[Records in a dataset]
::::
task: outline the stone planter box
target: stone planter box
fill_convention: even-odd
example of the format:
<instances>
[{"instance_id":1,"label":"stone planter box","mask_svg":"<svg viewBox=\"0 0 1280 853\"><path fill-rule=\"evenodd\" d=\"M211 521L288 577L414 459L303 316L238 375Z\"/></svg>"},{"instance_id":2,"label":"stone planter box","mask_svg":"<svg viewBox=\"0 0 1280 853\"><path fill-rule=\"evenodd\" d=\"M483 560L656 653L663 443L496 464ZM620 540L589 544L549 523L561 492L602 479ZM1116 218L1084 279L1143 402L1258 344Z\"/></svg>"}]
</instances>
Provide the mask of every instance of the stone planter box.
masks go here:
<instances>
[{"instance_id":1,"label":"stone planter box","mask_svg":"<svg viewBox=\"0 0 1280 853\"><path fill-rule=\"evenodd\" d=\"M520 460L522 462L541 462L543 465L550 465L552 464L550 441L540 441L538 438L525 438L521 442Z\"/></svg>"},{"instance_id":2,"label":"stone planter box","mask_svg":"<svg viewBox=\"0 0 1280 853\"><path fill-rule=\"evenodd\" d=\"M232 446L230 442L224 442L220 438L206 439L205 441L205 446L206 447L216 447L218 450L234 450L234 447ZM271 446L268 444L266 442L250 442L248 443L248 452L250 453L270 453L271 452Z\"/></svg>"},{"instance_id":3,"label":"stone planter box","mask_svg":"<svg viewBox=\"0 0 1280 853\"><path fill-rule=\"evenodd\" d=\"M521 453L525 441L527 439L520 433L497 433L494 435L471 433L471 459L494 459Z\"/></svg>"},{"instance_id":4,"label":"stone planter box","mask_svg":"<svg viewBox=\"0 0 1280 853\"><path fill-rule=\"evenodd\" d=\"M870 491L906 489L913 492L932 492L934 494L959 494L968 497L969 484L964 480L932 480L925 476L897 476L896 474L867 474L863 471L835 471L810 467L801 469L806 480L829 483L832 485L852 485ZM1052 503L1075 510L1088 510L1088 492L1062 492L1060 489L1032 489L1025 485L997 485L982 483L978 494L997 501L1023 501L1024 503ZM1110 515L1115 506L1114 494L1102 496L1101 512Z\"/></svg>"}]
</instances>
::::
* _TASK_
Rewrite the rows above as a two-column CSV with the headers request and answer, one line per row. Put each field in double quotes and replace any line breaks with spaces.

* _EXERCISE RESULT_
request,answer
"task: outline the stone planter box target: stone planter box fill_convention: even-odd example of the format: <instances> [{""instance_id"":1,""label"":""stone planter box"",""mask_svg"":""<svg viewBox=\""0 0 1280 853\""><path fill-rule=\""evenodd\"" d=\""M211 521L288 577L414 459L303 316L238 375Z\""/></svg>""},{""instance_id"":2,""label"":""stone planter box"",""mask_svg"":""<svg viewBox=\""0 0 1280 853\""><path fill-rule=\""evenodd\"" d=\""M483 560L656 653L663 443L496 464ZM620 540L589 544L549 523L561 492L602 479ZM1116 218L1084 279L1143 402L1258 344Z\""/></svg>""}] </instances> Provide the mask of every instance of the stone planter box. masks go here:","<instances> [{""instance_id"":1,""label"":""stone planter box"",""mask_svg"":""<svg viewBox=\""0 0 1280 853\""><path fill-rule=\""evenodd\"" d=\""M520 460L522 462L541 462L543 465L550 465L552 464L550 441L540 441L538 438L525 438L521 442Z\""/></svg>""},{""instance_id"":2,""label"":""stone planter box"",""mask_svg"":""<svg viewBox=\""0 0 1280 853\""><path fill-rule=\""evenodd\"" d=\""M232 446L230 442L224 442L220 438L206 439L205 441L205 446L206 447L216 447L218 450L234 450L234 447ZM271 446L268 444L266 442L250 442L248 443L248 452L250 453L270 453L271 452Z\""/></svg>""},{""instance_id"":3,""label"":""stone planter box"",""mask_svg"":""<svg viewBox=\""0 0 1280 853\""><path fill-rule=\""evenodd\"" d=\""M521 453L525 441L527 439L520 433L497 433L494 435L471 433L471 459L494 459Z\""/></svg>""},{""instance_id"":4,""label"":""stone planter box"",""mask_svg"":""<svg viewBox=\""0 0 1280 853\""><path fill-rule=\""evenodd\"" d=\""M870 491L906 489L913 492L932 492L934 494L959 494L968 497L969 484L964 480L932 480L925 476L897 476L896 474L867 474L863 471L835 471L810 467L801 469L806 480L829 483L832 485L852 485ZM1052 503L1075 510L1088 510L1088 492L1062 492L1060 489L1032 489L1025 485L997 485L982 483L978 494L997 501L1023 501L1024 503ZM1110 515L1115 506L1114 494L1102 496L1101 512Z\""/></svg>""}] </instances>"